→ **DIRECTIONS FOR THIS TASK**
The data must be written out once more, precisely as given.

→ **THE INPUT**

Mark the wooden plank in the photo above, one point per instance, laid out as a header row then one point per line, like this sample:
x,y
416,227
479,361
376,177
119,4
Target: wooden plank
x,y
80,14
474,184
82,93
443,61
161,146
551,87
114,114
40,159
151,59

→ **WRITTEN REPLY**
Mark the wooden plank in the photo above, one point per instance, laid out as a header row then one point per line, like this sample:
x,y
416,227
479,361
376,177
119,4
Target: wooden plank
x,y
80,14
474,184
82,93
443,61
161,146
551,87
114,114
40,159
151,59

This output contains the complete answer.